One of the most important lessons that I learned this year is mercy, not merely showing mercy to others but also to myself. Showing mercy to others is to understand what they are going through, to understand that they struggle and why they struggle.
But showing mercy to yourself is a different skill altogether, because you understand what you struggle with and sometimes, why you struggle with it, but the problem is the refusal to forgive yourself for your own incompetencies, to understand that you are not defective simply because you are struggling with something that everybody seems to understand.
Showing mercy to yourself is understanding that you are a victim of bad fortune and that the things that don’t go your way are not due to a permanent, unfixable flaw in your character. Another aspect of showing mercy to yourself is understanding that to cringe at the insensitive things you said and done means that you have changed enough to know that whatever that was, you aren’t that anymore.
My greatest regret is that I never learned the art of this mercy when I was a teenager, I probably would’ve fared better and I probably would’ve been a nicer, less abrasive person, but the art of showing mercy to yourself is also understanding why you were so abrasive and so toxic, understanding that you were too a victim of toxicity and that the poison that came out of your mouth was something that was fed to you, and sometimes, you didn’t even know that it was poison. You simply thought that that was how people spoke to each other and that was how they dealt with each other. To you, that is how I was dealt with and therefore that is I how I deal with people. Showing mercy to yourself is understanding that you are not a bad person, that it is precisely those feelings of regret that indicate how you’ve truly changed.
+===+
Task instructions -
1. Tell whether each statement agrees with the passage on mercy. Answer yes or no and quote the deciding words. (a) The writer treats mercy toward oneself as the same skill as mercy toward others. (b) The writer regrets not learning this mercy as a teenager. (c) Cringing at one's past insensitive words is presented as a sign of change.
2. The passage on mercy repeatedly says that showing mercy to yourself "is understanding" or "is also understanding" something. List each thing it names in that way, in order.
3. Extend the passage on mercy with one more paragraph that follows its last sentence, keeping the same first-person voice.

Source data -
+===+
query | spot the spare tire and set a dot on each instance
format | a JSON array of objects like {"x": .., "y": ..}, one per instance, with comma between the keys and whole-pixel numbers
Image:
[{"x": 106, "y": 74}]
+===+
Solved problems -
1.
(a) No: "showing mercy to yourself is a different skill altogether"
(b) Yes: "My greatest regret is that I never learned the art of this mercy when I was a teenager"
(c) Yes: "to cringe at the insensitive things you said and done means that you have changed enough to know that whatever that was, you aren’t that anymore"

2.
1. That you are a victim of bad fortune and that the things that don’t go your way are not due to a permanent, unfixable flaw in your character.
2. That cringing at the insensitive things you said and did means you have changed enough to know you aren’t that anymore.
3. Why you were so abrasive and so toxic, and that you too were a victim of toxicity, so the poison that came out of your mouth had been fed to you.
4. That you are not a bad person, and that those very feelings of regret show how you’ve truly changed.

3.
Showing mercy to yourself is the path towards healing the toxicity that you were once a part of, of disinfecting yourself from the poison that you so readily drank and spit at others.
One of the best things to do is to imagine yourself telling a certain someone everything there is to know about you, to tell them all your misdeeds, and all the horrible things you’ve done and then to imagine that that person’s reaction is to simply hug you, to tell you that it’s all alright. Be the person who hugs you, be the one who tells yourself that it’s alright.